(Information Opens)
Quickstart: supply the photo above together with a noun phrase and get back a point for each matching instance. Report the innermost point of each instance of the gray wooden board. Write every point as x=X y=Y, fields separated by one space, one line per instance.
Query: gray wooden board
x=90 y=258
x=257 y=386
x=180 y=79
(Information Closes)
• _What you need to do_: Print the records above exactly as written.

• _Result of the task_:
Quickstart: supply the photo above together with a noun phrase and get back a point for each matching instance. Report the innermost point of each instance of the gray wooden board. Write every point as x=X y=Y, fields separated by one space, one line per instance.
Query: gray wooden board
x=90 y=258
x=257 y=386
x=180 y=79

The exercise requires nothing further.